◆ Direction: Please duplicate the lines of the listing below, from the line holding "of the hairy" through the end of the listing, inclusive. Leave any pictures out of your copy.

Records excerpted from a collection
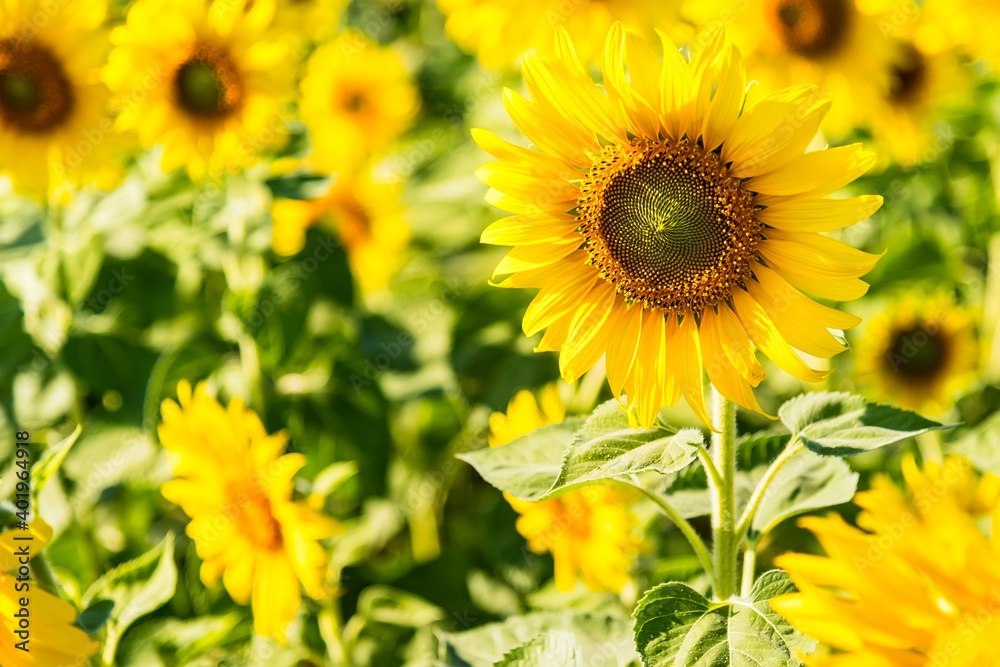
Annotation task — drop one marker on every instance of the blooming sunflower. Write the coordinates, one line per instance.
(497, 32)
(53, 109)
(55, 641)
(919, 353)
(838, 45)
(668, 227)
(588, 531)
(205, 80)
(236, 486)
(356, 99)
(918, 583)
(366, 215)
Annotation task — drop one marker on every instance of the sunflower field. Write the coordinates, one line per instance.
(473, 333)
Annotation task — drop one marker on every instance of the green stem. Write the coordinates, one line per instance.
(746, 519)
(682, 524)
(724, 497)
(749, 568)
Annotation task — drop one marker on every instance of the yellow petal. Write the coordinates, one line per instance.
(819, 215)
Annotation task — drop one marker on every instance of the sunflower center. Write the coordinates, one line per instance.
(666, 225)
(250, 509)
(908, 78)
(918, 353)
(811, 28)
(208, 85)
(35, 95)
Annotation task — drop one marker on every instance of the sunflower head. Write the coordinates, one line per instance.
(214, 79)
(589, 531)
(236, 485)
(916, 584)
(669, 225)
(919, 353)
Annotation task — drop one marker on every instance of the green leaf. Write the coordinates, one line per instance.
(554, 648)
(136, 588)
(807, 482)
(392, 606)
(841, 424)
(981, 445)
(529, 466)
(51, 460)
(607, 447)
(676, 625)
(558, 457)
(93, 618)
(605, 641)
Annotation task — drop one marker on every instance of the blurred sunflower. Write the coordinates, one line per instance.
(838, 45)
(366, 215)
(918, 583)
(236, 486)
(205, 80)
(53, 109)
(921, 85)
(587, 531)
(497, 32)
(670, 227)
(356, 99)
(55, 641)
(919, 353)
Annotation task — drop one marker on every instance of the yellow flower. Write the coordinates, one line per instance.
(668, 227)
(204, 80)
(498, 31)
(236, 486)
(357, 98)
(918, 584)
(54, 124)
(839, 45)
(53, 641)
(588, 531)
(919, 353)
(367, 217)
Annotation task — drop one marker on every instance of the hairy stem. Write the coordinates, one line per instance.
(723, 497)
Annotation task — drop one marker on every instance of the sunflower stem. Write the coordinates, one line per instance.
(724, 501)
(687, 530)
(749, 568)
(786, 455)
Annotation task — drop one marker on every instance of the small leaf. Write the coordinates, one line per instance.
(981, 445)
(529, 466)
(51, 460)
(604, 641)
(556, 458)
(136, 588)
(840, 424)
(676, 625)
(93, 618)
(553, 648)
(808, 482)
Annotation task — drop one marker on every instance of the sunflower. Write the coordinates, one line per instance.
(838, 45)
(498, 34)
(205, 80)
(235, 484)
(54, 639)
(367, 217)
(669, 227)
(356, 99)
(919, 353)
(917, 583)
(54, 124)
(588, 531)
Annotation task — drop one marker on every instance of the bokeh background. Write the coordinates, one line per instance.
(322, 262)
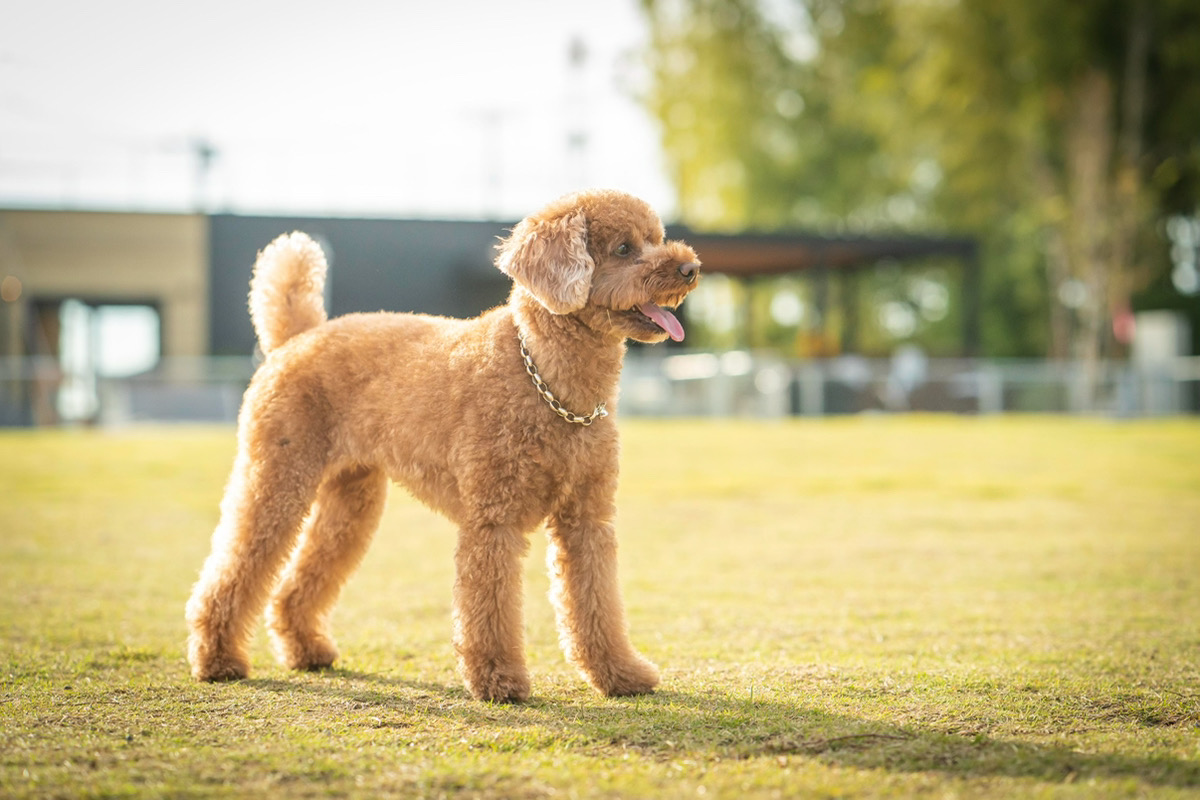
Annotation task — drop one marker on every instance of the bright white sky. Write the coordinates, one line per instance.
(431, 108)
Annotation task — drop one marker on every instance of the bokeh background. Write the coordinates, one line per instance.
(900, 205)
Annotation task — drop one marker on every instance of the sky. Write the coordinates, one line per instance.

◆ Correct result:
Annotation task — drop one marker on every instance of the hairy stem. Write the coordinates, one line per instance.
(723, 497)
Annotation task — drop one marker on every instance of the sunflower stem. Write the coordinates, one line per instance.
(724, 501)
(687, 530)
(749, 568)
(786, 455)
Annotation task — drop one marker on every instance of the small leaf. Write the coordinates, one line per instance.
(981, 445)
(529, 466)
(51, 460)
(604, 641)
(556, 458)
(136, 588)
(840, 424)
(676, 625)
(93, 618)
(553, 648)
(808, 482)
Annotation task — drop one marker on every instance of the sunflower. Write the coordinates, one line per instance.
(838, 45)
(498, 34)
(205, 80)
(235, 484)
(54, 639)
(367, 217)
(669, 227)
(356, 99)
(919, 353)
(917, 583)
(54, 124)
(588, 531)
Annotation task — drop one marker on every instance of the bokeh background. Write the coordinates, one line per instance.
(322, 262)
Annotation task — drop one marker on every instance of the bright white sky. Write the coordinates, one line per instance.
(431, 108)
Annotation task — drop one marker on every instance of the bokeh background. Write the coordinates, one line per instance.
(900, 205)
Annotation task — drop one marker on every instance of the sky. Write the coordinates, one line per instance.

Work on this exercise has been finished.